**Exercise brief**
Show every line in the entries below that contains the word "Provide", copying each line in full.

**Data to use**
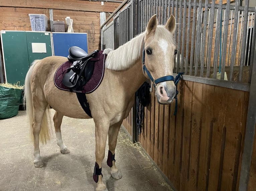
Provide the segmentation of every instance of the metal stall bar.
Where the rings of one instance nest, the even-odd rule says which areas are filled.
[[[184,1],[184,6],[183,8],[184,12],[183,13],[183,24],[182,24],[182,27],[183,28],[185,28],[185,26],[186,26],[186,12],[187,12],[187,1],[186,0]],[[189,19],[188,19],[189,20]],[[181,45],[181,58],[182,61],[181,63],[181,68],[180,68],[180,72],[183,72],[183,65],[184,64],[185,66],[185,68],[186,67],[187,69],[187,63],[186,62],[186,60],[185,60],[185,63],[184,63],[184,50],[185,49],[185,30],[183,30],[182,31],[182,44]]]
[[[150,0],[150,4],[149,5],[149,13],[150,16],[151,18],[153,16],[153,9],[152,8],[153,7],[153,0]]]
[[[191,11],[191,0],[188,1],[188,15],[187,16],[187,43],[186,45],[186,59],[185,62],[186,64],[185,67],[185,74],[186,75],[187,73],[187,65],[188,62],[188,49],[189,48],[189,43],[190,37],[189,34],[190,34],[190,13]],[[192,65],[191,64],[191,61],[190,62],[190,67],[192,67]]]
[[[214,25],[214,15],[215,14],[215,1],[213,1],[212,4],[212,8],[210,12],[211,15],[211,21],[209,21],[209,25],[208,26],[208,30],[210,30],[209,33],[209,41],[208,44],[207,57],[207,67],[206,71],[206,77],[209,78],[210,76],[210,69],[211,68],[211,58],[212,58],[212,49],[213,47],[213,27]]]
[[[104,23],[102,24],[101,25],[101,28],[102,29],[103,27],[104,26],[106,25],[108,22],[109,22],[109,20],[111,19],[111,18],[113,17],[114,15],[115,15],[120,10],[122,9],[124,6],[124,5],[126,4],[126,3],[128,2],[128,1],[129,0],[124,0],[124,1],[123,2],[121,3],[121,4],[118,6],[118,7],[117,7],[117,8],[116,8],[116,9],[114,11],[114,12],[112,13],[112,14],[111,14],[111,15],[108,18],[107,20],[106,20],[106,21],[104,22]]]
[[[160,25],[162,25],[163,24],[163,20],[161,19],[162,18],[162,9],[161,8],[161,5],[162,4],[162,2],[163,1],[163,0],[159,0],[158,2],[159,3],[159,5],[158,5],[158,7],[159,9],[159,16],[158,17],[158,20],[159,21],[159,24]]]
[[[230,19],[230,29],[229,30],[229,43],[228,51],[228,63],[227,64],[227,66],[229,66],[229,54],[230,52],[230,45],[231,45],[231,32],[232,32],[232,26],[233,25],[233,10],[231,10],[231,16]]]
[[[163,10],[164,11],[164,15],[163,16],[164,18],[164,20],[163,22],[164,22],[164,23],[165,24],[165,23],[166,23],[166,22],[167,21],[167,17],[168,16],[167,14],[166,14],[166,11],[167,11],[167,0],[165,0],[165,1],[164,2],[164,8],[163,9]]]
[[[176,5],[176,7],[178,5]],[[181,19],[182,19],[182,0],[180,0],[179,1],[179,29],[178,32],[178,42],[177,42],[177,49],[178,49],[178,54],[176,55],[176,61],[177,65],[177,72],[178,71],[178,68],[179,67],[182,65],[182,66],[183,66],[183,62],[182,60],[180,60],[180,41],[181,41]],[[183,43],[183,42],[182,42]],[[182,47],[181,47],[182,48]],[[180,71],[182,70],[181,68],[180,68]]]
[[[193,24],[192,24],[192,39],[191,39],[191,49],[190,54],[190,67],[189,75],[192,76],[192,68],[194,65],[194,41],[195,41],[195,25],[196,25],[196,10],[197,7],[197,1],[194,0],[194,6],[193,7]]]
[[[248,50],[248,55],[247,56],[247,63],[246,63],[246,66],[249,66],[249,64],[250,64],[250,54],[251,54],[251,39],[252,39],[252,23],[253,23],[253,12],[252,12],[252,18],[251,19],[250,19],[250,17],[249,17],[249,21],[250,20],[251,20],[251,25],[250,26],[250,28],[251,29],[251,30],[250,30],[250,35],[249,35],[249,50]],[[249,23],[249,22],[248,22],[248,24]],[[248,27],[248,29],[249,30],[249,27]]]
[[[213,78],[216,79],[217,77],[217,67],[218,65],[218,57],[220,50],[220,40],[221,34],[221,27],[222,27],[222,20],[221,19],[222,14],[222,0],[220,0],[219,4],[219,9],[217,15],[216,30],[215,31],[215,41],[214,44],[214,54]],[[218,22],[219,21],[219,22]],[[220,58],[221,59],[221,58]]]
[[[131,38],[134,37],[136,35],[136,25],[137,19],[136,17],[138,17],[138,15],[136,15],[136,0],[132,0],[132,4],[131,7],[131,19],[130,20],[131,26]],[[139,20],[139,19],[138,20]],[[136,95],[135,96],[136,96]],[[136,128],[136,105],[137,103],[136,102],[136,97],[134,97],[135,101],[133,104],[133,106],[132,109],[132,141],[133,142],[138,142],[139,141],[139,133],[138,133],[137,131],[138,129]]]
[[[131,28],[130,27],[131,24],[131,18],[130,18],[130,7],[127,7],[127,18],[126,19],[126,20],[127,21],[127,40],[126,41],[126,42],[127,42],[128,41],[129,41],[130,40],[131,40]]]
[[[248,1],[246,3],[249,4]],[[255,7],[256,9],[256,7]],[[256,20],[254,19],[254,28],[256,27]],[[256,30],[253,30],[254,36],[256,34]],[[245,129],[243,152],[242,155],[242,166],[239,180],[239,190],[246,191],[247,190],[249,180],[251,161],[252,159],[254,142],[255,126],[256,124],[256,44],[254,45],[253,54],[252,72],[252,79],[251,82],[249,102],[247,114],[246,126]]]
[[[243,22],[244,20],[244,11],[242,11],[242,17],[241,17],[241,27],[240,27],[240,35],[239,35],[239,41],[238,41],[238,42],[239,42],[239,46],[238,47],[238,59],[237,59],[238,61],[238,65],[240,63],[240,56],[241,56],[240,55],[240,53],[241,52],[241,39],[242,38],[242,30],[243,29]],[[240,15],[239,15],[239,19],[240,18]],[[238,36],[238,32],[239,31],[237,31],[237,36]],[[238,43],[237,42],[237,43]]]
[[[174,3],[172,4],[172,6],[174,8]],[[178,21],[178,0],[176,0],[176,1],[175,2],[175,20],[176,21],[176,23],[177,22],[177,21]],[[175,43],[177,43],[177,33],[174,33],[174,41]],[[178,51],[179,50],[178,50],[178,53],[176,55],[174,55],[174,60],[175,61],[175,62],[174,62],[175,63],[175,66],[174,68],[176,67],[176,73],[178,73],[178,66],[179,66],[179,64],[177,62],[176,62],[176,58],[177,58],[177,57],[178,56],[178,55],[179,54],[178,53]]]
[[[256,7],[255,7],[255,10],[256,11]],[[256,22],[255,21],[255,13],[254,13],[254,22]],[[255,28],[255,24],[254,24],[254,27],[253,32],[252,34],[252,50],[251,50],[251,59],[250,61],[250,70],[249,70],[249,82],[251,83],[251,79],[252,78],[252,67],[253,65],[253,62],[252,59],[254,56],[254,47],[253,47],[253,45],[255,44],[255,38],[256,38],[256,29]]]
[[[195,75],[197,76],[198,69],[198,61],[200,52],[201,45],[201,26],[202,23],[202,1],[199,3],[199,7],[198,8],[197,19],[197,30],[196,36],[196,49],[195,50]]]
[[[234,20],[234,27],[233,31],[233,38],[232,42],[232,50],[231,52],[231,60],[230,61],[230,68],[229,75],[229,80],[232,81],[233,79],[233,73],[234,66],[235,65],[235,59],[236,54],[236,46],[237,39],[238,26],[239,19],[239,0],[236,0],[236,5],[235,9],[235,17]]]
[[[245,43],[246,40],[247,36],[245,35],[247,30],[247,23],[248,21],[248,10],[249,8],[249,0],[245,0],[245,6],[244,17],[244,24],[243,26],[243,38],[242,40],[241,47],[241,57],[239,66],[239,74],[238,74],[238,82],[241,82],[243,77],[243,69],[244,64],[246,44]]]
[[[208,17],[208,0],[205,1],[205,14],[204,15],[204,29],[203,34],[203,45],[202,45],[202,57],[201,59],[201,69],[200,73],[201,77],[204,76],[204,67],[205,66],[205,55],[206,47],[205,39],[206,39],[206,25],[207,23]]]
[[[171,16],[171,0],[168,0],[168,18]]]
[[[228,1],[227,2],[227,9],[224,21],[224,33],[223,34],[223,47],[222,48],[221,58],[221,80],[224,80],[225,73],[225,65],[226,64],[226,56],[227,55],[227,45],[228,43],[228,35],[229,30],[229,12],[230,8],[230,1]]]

--

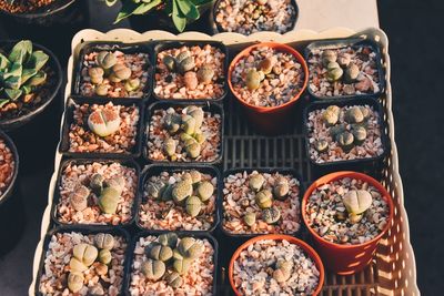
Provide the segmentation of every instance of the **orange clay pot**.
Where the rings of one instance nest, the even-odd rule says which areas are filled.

**Final result**
Provide the segmentation of every instance of the metal stall bar.
Provide the segmentation of every instance of the **orange clay pot**.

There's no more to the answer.